Texte support:
________________________________________

Vie de famille
Des enfants à deux vitesses
Des enfants à deux vitesses
Belle-Fille a un TDA. Pas de H. Elle vit à un autre rythme, un rythme qui lui appartient.
Celui effréné du quotidien la bouscule. Elle s’arrête pour sentir les fleurs et perdrait les membres de son corps s’ils n’étaient pas si bien attachés à son tronc. Elle danse spontanément, dans une allée bondée de l’épicerie et fonce dans un support à vélo parce qu’elle contemple le ciel. Sa notion du temps est élastique et son attention papillonne. Elle voit le beau là où personne ne le remarque parce qu’elle est la seule qui prend le temps de regarder. Et elle est encadrée à l’école comme à la maison pour réussir malgré ce qu’ils appellent un « trouble ».
Fiston a un réacteur dans le péteux. Ça ne va jamais assez vite, assez loin, assez haut. H au carré. Il est trop tôt pour parler de TDA, mais à regarder Chéri – TDAH au cube – je vois le diagnostic venir avec ses gros sabots. Nous sommes les parents au parc dont le fils est toujours su’l bord de se péter la gueule. Il grimpait l’échelle du lit mezzanine de sa sœur à neuf mois (vidéo à l’appui!). Il se lance sciemment en bas des meubles, en constante quête d’émotions fortes, du haut de ses seize mois plein d'ecchymoses.
Crédit : Manal Drissi
Une journée avec les deux est déroutante. Notre temps en famille était, jusqu’à récemment, passé à crier « dépêche-toi! » à l’une et « attends! » à l’autre. Si bien que l’une était sans cesse stressée et l’autre ne disait que trois mots : maman, papa, attends.

________________________________________

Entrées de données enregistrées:
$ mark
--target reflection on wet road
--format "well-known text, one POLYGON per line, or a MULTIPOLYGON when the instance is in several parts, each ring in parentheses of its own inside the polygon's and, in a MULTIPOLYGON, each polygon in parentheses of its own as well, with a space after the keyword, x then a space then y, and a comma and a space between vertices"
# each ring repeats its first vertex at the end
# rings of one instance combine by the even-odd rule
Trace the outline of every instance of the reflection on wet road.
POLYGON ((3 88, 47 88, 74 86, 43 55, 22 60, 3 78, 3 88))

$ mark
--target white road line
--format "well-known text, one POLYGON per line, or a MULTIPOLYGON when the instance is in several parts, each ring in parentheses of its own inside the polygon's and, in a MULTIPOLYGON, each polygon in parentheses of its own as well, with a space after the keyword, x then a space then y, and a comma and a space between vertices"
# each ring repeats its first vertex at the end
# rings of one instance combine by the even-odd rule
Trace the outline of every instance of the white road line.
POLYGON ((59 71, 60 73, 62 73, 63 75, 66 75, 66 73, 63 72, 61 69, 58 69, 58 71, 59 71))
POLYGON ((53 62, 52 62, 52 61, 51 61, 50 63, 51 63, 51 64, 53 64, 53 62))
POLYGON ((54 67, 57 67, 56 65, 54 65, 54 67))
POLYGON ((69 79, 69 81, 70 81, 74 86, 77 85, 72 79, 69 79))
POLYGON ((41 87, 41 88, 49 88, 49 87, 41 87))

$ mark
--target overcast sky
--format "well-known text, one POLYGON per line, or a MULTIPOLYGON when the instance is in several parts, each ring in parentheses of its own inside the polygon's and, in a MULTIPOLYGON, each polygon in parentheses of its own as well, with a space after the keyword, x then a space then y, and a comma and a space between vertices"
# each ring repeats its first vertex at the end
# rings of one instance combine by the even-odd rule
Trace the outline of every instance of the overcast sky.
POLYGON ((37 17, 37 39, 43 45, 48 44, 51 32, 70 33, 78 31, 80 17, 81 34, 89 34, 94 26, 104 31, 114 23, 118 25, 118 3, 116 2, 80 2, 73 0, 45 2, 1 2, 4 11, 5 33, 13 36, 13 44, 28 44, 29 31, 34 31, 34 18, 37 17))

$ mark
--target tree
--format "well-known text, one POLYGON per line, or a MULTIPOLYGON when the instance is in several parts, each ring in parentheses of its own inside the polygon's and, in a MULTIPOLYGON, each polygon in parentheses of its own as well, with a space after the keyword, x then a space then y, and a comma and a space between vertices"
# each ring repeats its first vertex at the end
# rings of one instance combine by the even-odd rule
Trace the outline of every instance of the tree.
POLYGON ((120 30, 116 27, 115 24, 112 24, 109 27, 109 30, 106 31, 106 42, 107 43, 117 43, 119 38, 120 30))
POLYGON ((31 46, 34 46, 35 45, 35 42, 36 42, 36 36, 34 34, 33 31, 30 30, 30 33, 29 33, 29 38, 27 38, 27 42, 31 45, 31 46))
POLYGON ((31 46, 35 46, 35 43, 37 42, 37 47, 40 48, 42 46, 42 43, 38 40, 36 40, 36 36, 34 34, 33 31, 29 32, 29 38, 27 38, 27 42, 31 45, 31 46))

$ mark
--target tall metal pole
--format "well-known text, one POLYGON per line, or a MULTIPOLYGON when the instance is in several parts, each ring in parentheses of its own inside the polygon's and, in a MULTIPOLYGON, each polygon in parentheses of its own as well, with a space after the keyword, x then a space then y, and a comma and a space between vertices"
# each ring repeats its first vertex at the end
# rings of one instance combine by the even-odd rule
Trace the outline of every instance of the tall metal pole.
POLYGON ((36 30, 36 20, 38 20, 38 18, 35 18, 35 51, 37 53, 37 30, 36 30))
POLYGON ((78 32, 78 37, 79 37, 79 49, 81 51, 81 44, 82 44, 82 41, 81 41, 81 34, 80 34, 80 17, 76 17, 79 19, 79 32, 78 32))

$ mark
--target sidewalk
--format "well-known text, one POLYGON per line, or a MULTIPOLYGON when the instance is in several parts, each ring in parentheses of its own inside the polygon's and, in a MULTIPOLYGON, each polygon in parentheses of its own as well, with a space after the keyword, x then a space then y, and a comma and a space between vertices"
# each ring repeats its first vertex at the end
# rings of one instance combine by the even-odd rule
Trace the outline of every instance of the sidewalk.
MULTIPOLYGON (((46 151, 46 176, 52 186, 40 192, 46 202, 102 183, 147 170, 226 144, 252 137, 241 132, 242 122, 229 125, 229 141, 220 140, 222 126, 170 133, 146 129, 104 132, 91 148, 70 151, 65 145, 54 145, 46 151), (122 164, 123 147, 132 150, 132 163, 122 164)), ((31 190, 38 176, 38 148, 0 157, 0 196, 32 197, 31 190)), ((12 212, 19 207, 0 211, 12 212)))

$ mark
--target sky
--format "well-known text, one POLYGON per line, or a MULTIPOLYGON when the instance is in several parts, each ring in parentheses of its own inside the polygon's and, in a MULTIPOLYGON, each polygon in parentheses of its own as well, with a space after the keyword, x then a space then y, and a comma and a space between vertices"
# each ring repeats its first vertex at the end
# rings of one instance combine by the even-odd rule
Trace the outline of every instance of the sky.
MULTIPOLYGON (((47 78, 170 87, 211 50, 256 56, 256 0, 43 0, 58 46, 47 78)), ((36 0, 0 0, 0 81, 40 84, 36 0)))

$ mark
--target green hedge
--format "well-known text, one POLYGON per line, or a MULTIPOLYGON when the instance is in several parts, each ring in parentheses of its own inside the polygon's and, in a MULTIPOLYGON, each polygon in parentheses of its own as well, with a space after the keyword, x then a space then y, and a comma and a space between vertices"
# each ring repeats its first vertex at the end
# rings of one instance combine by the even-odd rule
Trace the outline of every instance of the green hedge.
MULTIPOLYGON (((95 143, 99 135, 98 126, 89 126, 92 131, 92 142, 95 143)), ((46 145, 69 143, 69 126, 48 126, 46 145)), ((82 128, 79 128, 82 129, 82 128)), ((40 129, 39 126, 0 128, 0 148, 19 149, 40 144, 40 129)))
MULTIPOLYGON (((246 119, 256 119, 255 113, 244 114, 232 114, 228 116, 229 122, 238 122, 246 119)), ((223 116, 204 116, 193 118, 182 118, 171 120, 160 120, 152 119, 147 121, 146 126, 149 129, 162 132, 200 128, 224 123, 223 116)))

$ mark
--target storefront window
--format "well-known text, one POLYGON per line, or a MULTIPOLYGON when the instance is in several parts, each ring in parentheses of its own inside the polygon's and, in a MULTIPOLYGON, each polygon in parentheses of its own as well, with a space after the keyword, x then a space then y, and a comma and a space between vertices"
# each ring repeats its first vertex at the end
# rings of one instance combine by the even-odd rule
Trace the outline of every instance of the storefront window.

________________________________________

À produire:
Poursuivez, s'il vous plaît, le texte « Des enfants à deux vitesses » à partir de sa dernière phrase.

Réponse attendue:
Leurs rythmes opposés nous faisaient perdre la tête. Puis un soir, alors qu’on pleurait des larmes d’épuisement après une journée chaotique, on s’est demandé si l’on s’y prenait de la bonne façon. Et si, en dehors des heures d’école et de garderie, en dehors des obligations du quotidien, on les laissait « être » à leurs rythmes respectifs, pour voir. Et si on adoptait le leur quand ils ne sont pas obligés de prendre le nôtre. #lâcherprise
Au lieu de dire à Belle-Fille de se dépêcher, on prévoit désormais à l’horaire qu’elle va prendre son temps. Ses responsabilités et ses tâches sont demeurées les mêmes, mais le temps alloué prend en compte qu’elle s’arrêtera pour lire un livre en faisant le ménage de sa chambre, et qu’elle voudra prendre le temps de tout observer sur notre route vers quelque part.
Crédit : Manal Drissi
Au lieu d’essayer de faire asseoir Fiston devant des jeux calmes, on laisse libre cours à son besoin de vivre à vitesse grand V. À la maison, on lui improvise des obstacles à grimper et des bébelles à éparpiller. À l’épicerie, il pousse le chariot, court dans les allées et rit aux éclats. Dans la rue, il marche en funambule sur les murets de béton et au parc, il fait des câlins aux inconnus et descend les glissades tête première (de sa propre initiative, je précise).
Depuis que nous avons lâché prise, tout prend une éternité à accomplir tout en allant à cent miles à l’heure. Et c’est parfois difficile de refouler notre réflexe de les ramener à notre rythme. Mais ils sont beaux à voir aller quand on les laisse être. Même si des fois on voudrait donner du speed à l’une et un joint à l’autre. #jokequipassejuste
Même si en public, c’est difficile de rester unis parce que l’un de nous deux chaperonne l’artiste pendant que l’autre veille à la survie du cascadeur. Nous sommes tout aussi épuisés à la fin de la journée que quand on leur disait de se dépêcher et d’attendre, mais ô combien plus zen.
Lâcher prise, c’est salvateur. Pour environ vingt secondes. Pis tu réalises que c’est silencieux depuis trop longtemps et tu croises les doigts pour que personne ne se soit coupé les cheveux.